_Required tasks_.
1 – How long are moderation results kept, according to the page on submitting asynchronous OCR tasks?
2 – Please extend the page on submitting asynchronous OCR tasks, picking up after its final sentence.

_Extract to read_.

-------

This topic describes the /green/image/asyncscan operation that you can call to submit asynchronous optical character recognition (OCR) tasks. You can submit the OCR tasks to detect and obtain text in images.

Submit asynchronous OCR tasks

Operation: /green/image/asyncscan

You can call this operation to submit asynchronous OCR tasks. For more information about how to construct an HTTP request, see Request structure. You can also select an existing HTTP request. For more information, see SDK overview.

  • Billing method:

    You are charged for calling this operation. For more information about the billing method, see Content Moderation Pricing.

  • Response time:

    The maximum response time that is allowed for a synchronous moderation request is 6s. If the moderation is not complete within 6s, a timeout error is returned. If you do not need to obtain moderation results in real time, you can send asynchronous moderation requests. In other cases, we recommend that you send synchronous moderation requests because synchronous moderation operations are easier to call. We recommend that you set the timeout period to 6s for calling synchronous moderation operations.

  • Return results:

    If you send asynchronous moderation requests, the moderation results are not returned in real time. To obtain moderation results, you can poll the moderation results at regular intervals or enable callback notification. The moderation results are retained for up to 1 hour.

    • Enable callback notification to obtain OCR results: When you submit asynchronous OCR tasks, you can specify a callback URL for receiving OCR results in the callback parameter of the OCR request. For more information about the callback parameter, see Request parameters.

-------

_Material_.
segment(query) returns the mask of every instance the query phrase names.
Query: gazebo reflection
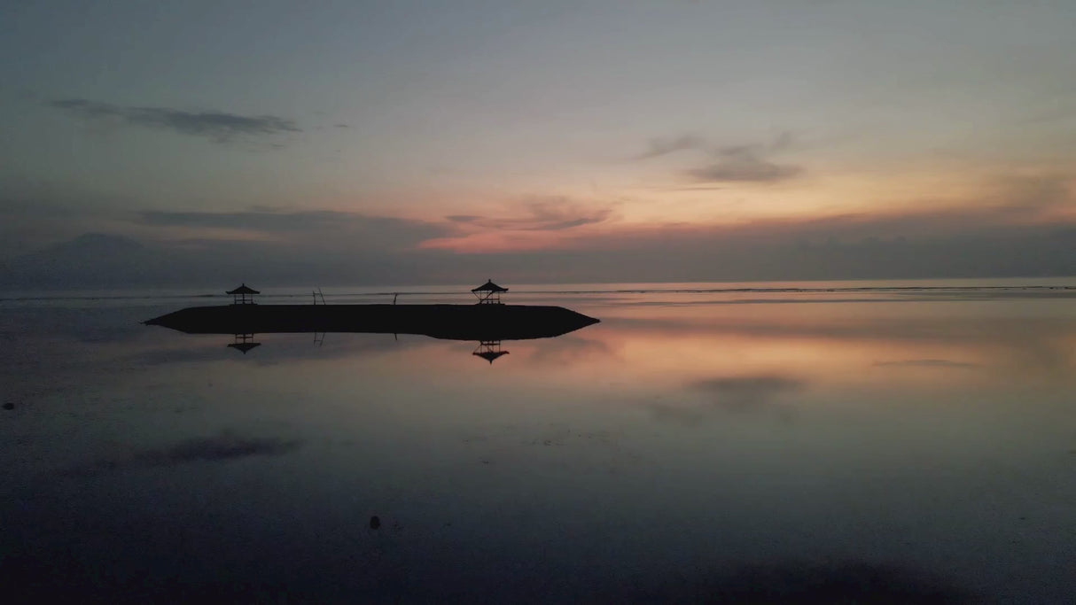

-------

_Answers provided_.
1 – Up to 1 hour.

2 –
    • Poll OCR results at regular intervals: You do not need to specify the callback parameter when you submit asynchronous OCR tasks. After you submit the tasks, you can call the /green/image/results operation to query OCR results. For more information about the /green/image/results operation, see Query asynchronous OCR results.
  • Limits on images:
    • The images must use HTTP or HTTPS URLs.
    • The images must be in the PNG, JPG, JPEG, BMP, GIF, or WEBP format.
    • An image can be up to 10 MB in size. This rule is applicable to both synchronous and asynchronous moderation operations. If you have special requirements, for example, you want to moderate images larger than 10 MB in size, submit a ticket to raise the threshold.
    • The duration for downloading an image is limited to 3s. If an image fails to be downloaded within 3s, a timeout error is returned.
    • We recommend that you submit images of at least 256 × 256 pixels to ensure the moderation effects.
    • The response time of an operation for moderating images depends on the duration for downloading these images. Make sure that you use a stable and reliable storage service to store the images to be moderated. We recommend that you use Alibaba Cloud Object Storage Service (OSS) or Content Delivery Network (CDN).

Request parameters

Parameter Type Required Description
bizType String No The business scenario. You can create a business scenario in the Alibaba Cloud Content Moderation console. For more information, see Customize policies for machine-assisted moderation. Alternatively, you can submit a ticket to ask Alibaba Cloud engineers to help you create a business scenario.
scenes String array Yes The moderation scenario. Set the value to ocr.
callback String No The callback URL for notifying you of asynchronous moderation results. HTTP and HTTPS URLs are supported. If you do not specify this parameter, you must poll moderation results at regular intervals.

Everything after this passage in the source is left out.